- GIVEN PROBLEM
Return all of the entries exactly, with nothing added or left out.

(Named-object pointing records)
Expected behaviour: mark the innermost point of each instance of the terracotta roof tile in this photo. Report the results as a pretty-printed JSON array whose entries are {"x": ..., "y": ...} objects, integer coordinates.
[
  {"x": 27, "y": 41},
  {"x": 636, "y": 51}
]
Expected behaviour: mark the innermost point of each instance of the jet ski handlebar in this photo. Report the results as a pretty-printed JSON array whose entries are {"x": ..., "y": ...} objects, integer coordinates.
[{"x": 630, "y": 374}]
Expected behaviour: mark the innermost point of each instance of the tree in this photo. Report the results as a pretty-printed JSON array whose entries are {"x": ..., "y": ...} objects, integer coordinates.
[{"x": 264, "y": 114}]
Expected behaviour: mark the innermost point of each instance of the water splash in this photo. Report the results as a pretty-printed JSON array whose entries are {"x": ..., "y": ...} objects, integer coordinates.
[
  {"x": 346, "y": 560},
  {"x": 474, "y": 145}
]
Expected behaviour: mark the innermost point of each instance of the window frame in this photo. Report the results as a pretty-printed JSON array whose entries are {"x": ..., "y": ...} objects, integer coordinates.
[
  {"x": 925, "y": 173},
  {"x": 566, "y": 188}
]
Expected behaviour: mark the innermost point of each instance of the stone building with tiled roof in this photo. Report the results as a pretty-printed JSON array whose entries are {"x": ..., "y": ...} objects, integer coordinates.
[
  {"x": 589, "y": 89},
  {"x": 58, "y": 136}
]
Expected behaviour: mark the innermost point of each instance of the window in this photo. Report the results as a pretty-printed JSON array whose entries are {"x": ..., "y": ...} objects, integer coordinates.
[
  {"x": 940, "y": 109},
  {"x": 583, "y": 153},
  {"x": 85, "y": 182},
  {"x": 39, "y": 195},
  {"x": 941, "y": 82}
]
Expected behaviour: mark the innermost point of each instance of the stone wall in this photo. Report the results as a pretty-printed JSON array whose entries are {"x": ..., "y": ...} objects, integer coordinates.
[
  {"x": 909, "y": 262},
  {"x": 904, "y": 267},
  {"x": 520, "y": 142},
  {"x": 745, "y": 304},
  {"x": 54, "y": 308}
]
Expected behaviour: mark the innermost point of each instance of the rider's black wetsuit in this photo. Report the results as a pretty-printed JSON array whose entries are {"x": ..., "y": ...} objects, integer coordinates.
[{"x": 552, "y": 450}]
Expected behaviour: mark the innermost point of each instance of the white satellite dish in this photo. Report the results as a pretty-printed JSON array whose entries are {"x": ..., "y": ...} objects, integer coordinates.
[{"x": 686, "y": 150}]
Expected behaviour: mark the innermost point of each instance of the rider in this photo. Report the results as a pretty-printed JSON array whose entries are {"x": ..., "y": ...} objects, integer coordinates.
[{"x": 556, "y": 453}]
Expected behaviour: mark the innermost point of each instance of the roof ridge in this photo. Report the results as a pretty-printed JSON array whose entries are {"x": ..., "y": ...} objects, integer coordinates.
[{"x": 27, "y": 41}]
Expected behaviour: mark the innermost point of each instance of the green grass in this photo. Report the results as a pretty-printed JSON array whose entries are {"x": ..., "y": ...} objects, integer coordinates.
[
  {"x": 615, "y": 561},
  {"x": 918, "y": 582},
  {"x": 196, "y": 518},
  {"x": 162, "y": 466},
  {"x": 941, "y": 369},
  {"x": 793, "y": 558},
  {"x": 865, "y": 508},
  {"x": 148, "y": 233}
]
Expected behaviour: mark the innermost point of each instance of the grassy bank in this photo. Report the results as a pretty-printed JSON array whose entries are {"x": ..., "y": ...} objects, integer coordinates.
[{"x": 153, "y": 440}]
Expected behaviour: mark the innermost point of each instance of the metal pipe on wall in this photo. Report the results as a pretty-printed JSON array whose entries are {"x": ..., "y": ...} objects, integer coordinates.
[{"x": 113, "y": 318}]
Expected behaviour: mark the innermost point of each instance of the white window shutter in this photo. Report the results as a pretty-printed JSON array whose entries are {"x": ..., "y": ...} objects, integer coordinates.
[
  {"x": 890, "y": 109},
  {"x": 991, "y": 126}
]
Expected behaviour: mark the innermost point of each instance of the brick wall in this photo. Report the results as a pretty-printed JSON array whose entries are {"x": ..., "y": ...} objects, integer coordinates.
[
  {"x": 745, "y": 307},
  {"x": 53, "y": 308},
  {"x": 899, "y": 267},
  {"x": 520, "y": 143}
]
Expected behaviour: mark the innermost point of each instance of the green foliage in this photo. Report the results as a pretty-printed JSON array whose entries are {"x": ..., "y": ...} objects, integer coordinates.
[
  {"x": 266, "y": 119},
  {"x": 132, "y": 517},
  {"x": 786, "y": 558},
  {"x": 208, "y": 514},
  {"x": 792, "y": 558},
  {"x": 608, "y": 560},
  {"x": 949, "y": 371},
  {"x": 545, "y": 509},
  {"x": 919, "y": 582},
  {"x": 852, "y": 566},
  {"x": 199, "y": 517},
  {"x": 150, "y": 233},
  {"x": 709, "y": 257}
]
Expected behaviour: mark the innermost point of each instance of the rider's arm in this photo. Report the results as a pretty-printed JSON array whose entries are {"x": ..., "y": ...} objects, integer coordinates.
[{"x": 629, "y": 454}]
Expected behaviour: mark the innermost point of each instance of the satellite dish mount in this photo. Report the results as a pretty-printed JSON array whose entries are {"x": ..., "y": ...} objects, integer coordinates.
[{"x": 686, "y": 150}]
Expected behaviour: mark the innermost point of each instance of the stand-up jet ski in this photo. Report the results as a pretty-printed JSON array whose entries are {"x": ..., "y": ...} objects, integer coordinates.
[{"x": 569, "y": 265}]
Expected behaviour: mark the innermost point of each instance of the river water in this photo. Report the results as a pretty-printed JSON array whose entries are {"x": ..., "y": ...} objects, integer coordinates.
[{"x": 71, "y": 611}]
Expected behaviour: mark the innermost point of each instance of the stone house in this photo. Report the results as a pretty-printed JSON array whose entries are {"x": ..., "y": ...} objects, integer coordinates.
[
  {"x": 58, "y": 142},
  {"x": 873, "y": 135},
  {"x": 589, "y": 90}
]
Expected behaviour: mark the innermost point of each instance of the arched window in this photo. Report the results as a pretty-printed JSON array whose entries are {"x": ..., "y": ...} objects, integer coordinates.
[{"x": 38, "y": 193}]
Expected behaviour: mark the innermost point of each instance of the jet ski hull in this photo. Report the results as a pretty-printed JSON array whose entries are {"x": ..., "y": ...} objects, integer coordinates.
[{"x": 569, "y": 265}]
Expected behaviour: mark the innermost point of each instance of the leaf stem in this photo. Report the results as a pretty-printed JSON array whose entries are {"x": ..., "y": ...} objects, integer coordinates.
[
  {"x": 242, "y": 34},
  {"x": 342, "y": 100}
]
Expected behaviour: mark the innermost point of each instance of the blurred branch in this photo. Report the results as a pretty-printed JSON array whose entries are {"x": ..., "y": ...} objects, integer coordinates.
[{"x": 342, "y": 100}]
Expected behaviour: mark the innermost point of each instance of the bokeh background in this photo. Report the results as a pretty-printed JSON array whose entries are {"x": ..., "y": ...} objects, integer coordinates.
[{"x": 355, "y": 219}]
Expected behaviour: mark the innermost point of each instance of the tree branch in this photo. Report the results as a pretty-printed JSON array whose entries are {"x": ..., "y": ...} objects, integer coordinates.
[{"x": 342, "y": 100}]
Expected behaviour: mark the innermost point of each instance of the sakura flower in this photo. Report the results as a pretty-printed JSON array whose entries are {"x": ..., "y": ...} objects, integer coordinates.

- CORRECT RESPONSE
Expected behaviour: mark the innermost point of each instance of the terracotta roof tile in this photo. Report the results as a pretty-printed JSON array whose entries are {"x": ..., "y": ...} objects, integer coordinates.
[
  {"x": 27, "y": 41},
  {"x": 636, "y": 51}
]
Expected behaviour: mark the innermost point of each instance of the jet ski handlebar in this photo. Report the results as a pretty-printed JSON array whose entries are {"x": ..., "y": ...} objects, integer coordinates.
[{"x": 630, "y": 374}]
Expected behaviour: mark the innermost point of each instance of the tree in this photo. Report the results as a pretty-printed JSON array whose entries are {"x": ..., "y": ...} objects, integer coordinates.
[{"x": 264, "y": 114}]
Expected behaviour: mark the innermost point of each instance of the water splash in this photo. Report the results as a pretty-printed JSON array whose entries are {"x": ..., "y": ...} objects, integer coordinates.
[
  {"x": 346, "y": 560},
  {"x": 474, "y": 145}
]
Expected behaviour: mark the innermost point of each instance of the window frame in this photo. Report the results as a pretty-printed JSON array whose entries are {"x": ..., "y": ...} objects, integer coordinates.
[
  {"x": 925, "y": 173},
  {"x": 566, "y": 188}
]
Expected behaviour: mark the innermost point of each instance of the stone building with tiled roof in this photo. Report the results as a pretty-printed JSON array whose entries are {"x": ..., "y": ...} objects, integer coordinates.
[
  {"x": 589, "y": 89},
  {"x": 58, "y": 136}
]
Expected behaviour: mark the innermost point of each instance of the window in this photo. Report the results as a pretty-printed JSON array whose entries are {"x": ..., "y": ...} objects, integer coordinates.
[
  {"x": 940, "y": 109},
  {"x": 583, "y": 153},
  {"x": 85, "y": 182},
  {"x": 39, "y": 195},
  {"x": 941, "y": 82}
]
Expected behaviour: mark the innermost point of each instance of the stone wall in this photo. Report the results as a pretty-printed JSON array whose entries are {"x": ..., "y": ...} objects, integer coordinates.
[
  {"x": 909, "y": 262},
  {"x": 904, "y": 267},
  {"x": 520, "y": 142},
  {"x": 745, "y": 304},
  {"x": 54, "y": 308}
]
Expected behaviour: mark the innermost point of each instance of the rider's black wetsuit in this photo. Report the results as a pretty-printed JSON array whose entries are {"x": ..., "y": ...} objects, integer coordinates.
[{"x": 552, "y": 450}]
Expected behaviour: mark the innermost point of each instance of the white satellite dish in this photo. Report the results as a pretty-printed JSON array whose entries are {"x": ..., "y": ...} objects, integer coordinates.
[{"x": 686, "y": 150}]
Expected behaviour: mark the innermost point of each instance of the rider in this photo. Report the results as a pretty-printed JSON array whose entries are {"x": ..., "y": ...} objects, integer coordinates.
[{"x": 556, "y": 453}]
Expected behaviour: mark the innermost point of each instance of the roof ridge in this photo. Report the results as a pretty-printed JSON array whose entries are {"x": ..., "y": ...} objects, integer coordinates.
[{"x": 27, "y": 41}]
Expected behaviour: mark the innermost point of each instance of the green grass in this photo. Report the results as a pretty-printed JSON array whose entries are {"x": ..., "y": ...} objects, integer coordinates.
[
  {"x": 615, "y": 561},
  {"x": 918, "y": 582},
  {"x": 196, "y": 518},
  {"x": 162, "y": 466},
  {"x": 941, "y": 369},
  {"x": 793, "y": 558},
  {"x": 865, "y": 508},
  {"x": 148, "y": 233}
]
Expected behaviour: mark the innermost point of each instance of the grassy bank in this photo. Report the results as a pretty-printed JSON array whose entries are {"x": ..., "y": ...} objects, integer coordinates.
[{"x": 153, "y": 440}]
Expected behaviour: mark the innermost point of each instance of the metal pipe on wall in this photo. Report the results as a pretty-printed JSON array whose entries are {"x": ..., "y": ...} objects, integer coordinates.
[{"x": 113, "y": 318}]
Expected behaviour: mark the innermost point of each instance of the white window shutter in this photo. Report the results as a pretty-printed JSON array whose entries are {"x": ..., "y": ...} objects, integer coordinates.
[
  {"x": 890, "y": 109},
  {"x": 991, "y": 126}
]
Expected behaviour: mark the innermost point of each instance of the brick wall in this photo. Report the results as a pretty-printed JSON array whose entries are {"x": ..., "y": ...} objects, integer coordinates.
[
  {"x": 745, "y": 307},
  {"x": 53, "y": 308},
  {"x": 899, "y": 267},
  {"x": 520, "y": 143}
]
Expected behaviour: mark the innermost point of each instance of the green foliage in this photo. Report the results as a pretty-printed JSON array whose entries are {"x": ..., "y": ...} objects, integer coordinates.
[
  {"x": 266, "y": 119},
  {"x": 132, "y": 517},
  {"x": 786, "y": 558},
  {"x": 208, "y": 514},
  {"x": 792, "y": 558},
  {"x": 608, "y": 560},
  {"x": 949, "y": 371},
  {"x": 545, "y": 509},
  {"x": 919, "y": 582},
  {"x": 852, "y": 566},
  {"x": 199, "y": 517},
  {"x": 150, "y": 233},
  {"x": 709, "y": 257}
]
Expected behaviour: mark the innermost point of each instance of the rider's arm in this photo. Report the results as a pretty-printed JSON array whose entries are {"x": ..., "y": ...} objects, integer coordinates.
[{"x": 629, "y": 454}]
Expected behaviour: mark the innermost point of each instance of the satellite dish mount in this photo. Report the results as a pretty-printed JSON array whose entries are {"x": ..., "y": ...} objects, integer coordinates.
[{"x": 686, "y": 150}]
Expected behaviour: mark the innermost point of each instance of the stand-up jet ski in this photo. Report the results as a pretty-printed JSON array whose entries are {"x": ..., "y": ...} objects, integer coordinates.
[{"x": 569, "y": 265}]
Expected behaviour: mark the innermost point of each instance of the river water in this photo. Report the results as a pretty-printed JSON array whose entries are {"x": ..., "y": ...} objects, integer coordinates.
[{"x": 71, "y": 611}]
Expected behaviour: mark the innermost point of each instance of the stone house in this photo. Report the results as a pretty-printed JSON array whose entries are {"x": ..., "y": ...} objects, integer coordinates.
[
  {"x": 58, "y": 142},
  {"x": 873, "y": 135},
  {"x": 589, "y": 90}
]
Expected behaviour: mark the innermost point of each instance of the arched window in this photo. Report the results as a pretty-printed JSON array whose entries are {"x": ..., "y": ...} objects, integer coordinates.
[{"x": 38, "y": 193}]
Expected behaviour: mark the innermost point of each instance of the jet ski hull in this photo. Report the results as a pretty-printed JSON array whose entries are {"x": ..., "y": ...} objects, integer coordinates.
[{"x": 569, "y": 265}]
Expected behaviour: mark the innermost point of each instance of the leaf stem in this photo. Report the results as a pretty-printed JSON array whose entries are {"x": ..., "y": ...} objects, integer coordinates.
[
  {"x": 242, "y": 34},
  {"x": 342, "y": 100}
]
Expected behaviour: mark the innermost point of each instance of the blurred branch in this photo. Report the results as a pretty-printed JSON array whose entries are {"x": ..., "y": ...} objects, integer coordinates.
[{"x": 342, "y": 100}]
Expected behaviour: mark the innermost point of each instance of the bokeh background in this photo. Report the results as a pretty-printed JSON array whose entries are {"x": ..., "y": ...} objects, integer coordinates.
[{"x": 355, "y": 219}]
Expected behaviour: mark the innermost point of each instance of the tree branch in this photo. Report the results as a pretty-printed JSON array whose entries are {"x": ..., "y": ...} objects, integer coordinates.
[{"x": 342, "y": 100}]
Expected behaviour: mark the innermost point of each instance of the sakura flower in this photo. Report the results as a pretty-printed JSON array whose entries are {"x": ..., "y": ...} objects, integer coordinates.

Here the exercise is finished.